Exercise
From the first line to the last, restate the data exactly, leaving out the images.
** Data for processing follows **
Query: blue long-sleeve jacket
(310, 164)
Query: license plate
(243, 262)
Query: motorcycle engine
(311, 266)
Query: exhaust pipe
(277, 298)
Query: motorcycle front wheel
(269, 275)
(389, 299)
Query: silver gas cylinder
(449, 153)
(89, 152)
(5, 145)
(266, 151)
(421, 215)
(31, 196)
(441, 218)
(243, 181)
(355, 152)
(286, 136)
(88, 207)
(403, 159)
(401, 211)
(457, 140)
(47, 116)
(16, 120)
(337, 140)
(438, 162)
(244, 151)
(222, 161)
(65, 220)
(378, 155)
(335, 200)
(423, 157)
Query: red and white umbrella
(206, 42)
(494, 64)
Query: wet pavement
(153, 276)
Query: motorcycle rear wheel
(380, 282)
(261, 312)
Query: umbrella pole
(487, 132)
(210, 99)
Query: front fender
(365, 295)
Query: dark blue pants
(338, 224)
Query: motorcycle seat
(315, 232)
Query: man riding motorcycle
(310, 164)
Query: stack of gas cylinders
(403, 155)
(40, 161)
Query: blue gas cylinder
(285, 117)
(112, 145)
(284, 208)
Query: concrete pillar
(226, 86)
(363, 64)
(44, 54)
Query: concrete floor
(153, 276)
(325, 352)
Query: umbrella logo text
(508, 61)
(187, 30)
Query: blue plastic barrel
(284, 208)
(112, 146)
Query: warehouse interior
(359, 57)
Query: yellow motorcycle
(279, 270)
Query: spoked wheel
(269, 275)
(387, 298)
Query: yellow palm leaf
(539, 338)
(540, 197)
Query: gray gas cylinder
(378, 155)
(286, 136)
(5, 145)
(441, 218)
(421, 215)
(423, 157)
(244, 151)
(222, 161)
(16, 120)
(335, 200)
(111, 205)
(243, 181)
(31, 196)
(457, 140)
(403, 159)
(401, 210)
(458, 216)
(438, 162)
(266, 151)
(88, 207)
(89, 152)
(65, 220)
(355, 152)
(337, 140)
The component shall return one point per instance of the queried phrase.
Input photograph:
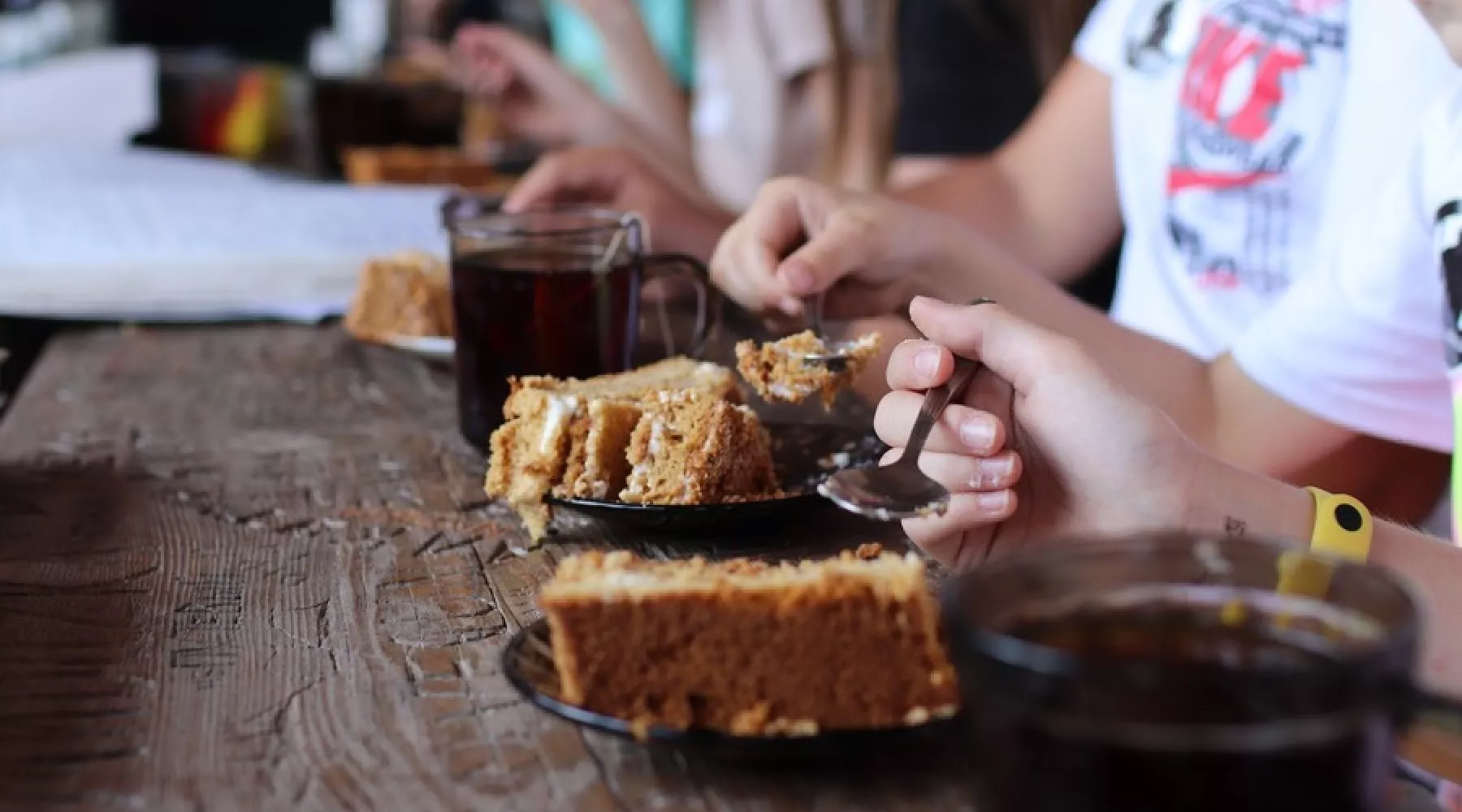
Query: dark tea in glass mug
(1167, 672)
(553, 294)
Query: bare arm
(1215, 404)
(1049, 196)
(1272, 510)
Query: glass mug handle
(708, 304)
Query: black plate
(804, 456)
(530, 667)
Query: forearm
(1233, 501)
(965, 266)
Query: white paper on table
(93, 98)
(34, 166)
(183, 252)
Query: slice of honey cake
(749, 647)
(572, 435)
(599, 464)
(404, 294)
(778, 371)
(692, 450)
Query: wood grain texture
(250, 568)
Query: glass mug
(557, 292)
(1164, 672)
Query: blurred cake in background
(405, 294)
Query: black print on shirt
(1449, 241)
(1230, 192)
(1148, 37)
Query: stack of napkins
(123, 234)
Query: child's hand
(535, 95)
(1043, 443)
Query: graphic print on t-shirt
(1259, 89)
(1447, 240)
(1449, 247)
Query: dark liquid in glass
(533, 311)
(1030, 764)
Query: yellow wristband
(1343, 529)
(1343, 526)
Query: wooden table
(250, 568)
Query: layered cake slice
(599, 466)
(690, 449)
(747, 647)
(570, 435)
(781, 369)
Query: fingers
(833, 252)
(964, 473)
(955, 538)
(746, 257)
(797, 240)
(919, 365)
(959, 430)
(582, 175)
(1012, 348)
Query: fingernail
(977, 435)
(993, 503)
(994, 471)
(926, 361)
(798, 278)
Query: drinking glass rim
(1047, 660)
(601, 221)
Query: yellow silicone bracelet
(1343, 529)
(1343, 526)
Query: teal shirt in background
(577, 43)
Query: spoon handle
(813, 307)
(935, 404)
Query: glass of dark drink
(1171, 672)
(560, 294)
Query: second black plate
(530, 667)
(804, 456)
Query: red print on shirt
** End of Data for processing **
Final answer
Query: blue long-sleeve jacket
(310, 164)
Query: license plate
(243, 262)
Query: motorcycle engine
(311, 266)
Query: exhaust pipe
(277, 298)
Query: motorcycle front wheel
(269, 275)
(389, 299)
Query: silver gas cylinder
(449, 153)
(89, 152)
(5, 145)
(266, 151)
(421, 215)
(31, 196)
(441, 218)
(243, 181)
(355, 152)
(286, 136)
(88, 207)
(403, 159)
(401, 211)
(457, 140)
(47, 116)
(16, 120)
(337, 140)
(438, 162)
(244, 151)
(222, 161)
(65, 220)
(378, 155)
(335, 200)
(423, 157)
Query: red and white umbrella
(206, 42)
(494, 64)
Query: wet pavement
(153, 276)
Query: motorcycle rear wheel
(380, 282)
(261, 312)
Query: umbrella pole
(487, 132)
(210, 99)
Query: front fender
(365, 295)
Query: dark blue pants
(338, 224)
Query: motorcycle seat
(315, 232)
Query: man riding motorcycle
(310, 164)
Query: stack of gas cylinders
(403, 155)
(40, 161)
Query: blue gas cylinder
(285, 117)
(112, 145)
(284, 208)
Query: concrete pillar
(226, 86)
(363, 64)
(44, 54)
Query: concrete floor
(153, 276)
(325, 352)
Query: umbrella logo text
(508, 61)
(187, 30)
Query: blue plastic barrel
(284, 208)
(112, 146)
Query: warehouse interior
(359, 57)
Query: yellow motorcycle
(279, 270)
Query: spoked wheel
(269, 275)
(387, 298)
Query: yellow palm leaf
(539, 338)
(540, 197)
Query: gray gas cylinder
(378, 155)
(286, 136)
(5, 145)
(441, 218)
(421, 215)
(423, 157)
(244, 151)
(222, 161)
(16, 120)
(335, 200)
(111, 205)
(243, 181)
(31, 196)
(457, 140)
(403, 159)
(401, 210)
(458, 216)
(438, 162)
(266, 151)
(88, 207)
(89, 152)
(65, 220)
(355, 152)
(337, 140)
The component shall return one point per instance of the queried phrase.
Input photograph:
Query: dark tea in glass mug
(1167, 672)
(553, 294)
Query: bare arm
(1215, 404)
(1049, 196)
(1272, 510)
Query: glass mug handle
(708, 304)
Query: black plate
(804, 456)
(530, 667)
Query: forearm
(1233, 501)
(965, 266)
Query: white paper on table
(93, 98)
(34, 166)
(183, 252)
Query: slice of honey cake
(749, 647)
(572, 435)
(599, 464)
(404, 294)
(778, 371)
(692, 450)
Query: wood grain texture
(250, 568)
Query: glass mug
(557, 292)
(1164, 672)
Query: blurred cake in background
(405, 294)
Query: black print on shirt
(1449, 241)
(1230, 192)
(1148, 37)
Query: stack of napkins
(123, 234)
Query: child's hand
(535, 95)
(1043, 443)
Query: graphic print on t-shirt
(1259, 89)
(1447, 240)
(1449, 247)
Query: dark liquid in glass
(533, 311)
(1030, 764)
Query: yellow wristband
(1343, 529)
(1343, 526)
Query: wooden table
(250, 568)
Query: layered cake slice
(599, 466)
(690, 449)
(747, 647)
(570, 435)
(781, 369)
Query: fingers
(833, 252)
(964, 473)
(955, 538)
(746, 257)
(797, 240)
(919, 365)
(959, 430)
(582, 175)
(1012, 348)
Query: fingernail
(977, 435)
(993, 503)
(994, 471)
(926, 361)
(798, 278)
Query: drinking glass rim
(1047, 660)
(601, 221)
Query: yellow silicone bracelet
(1343, 529)
(1343, 526)
Query: teal shirt in background
(577, 43)
Query: spoon handle
(813, 307)
(935, 404)
Query: glass of dark drink
(1171, 672)
(560, 294)
Query: second black plate
(530, 667)
(804, 456)
Query: red print on shirt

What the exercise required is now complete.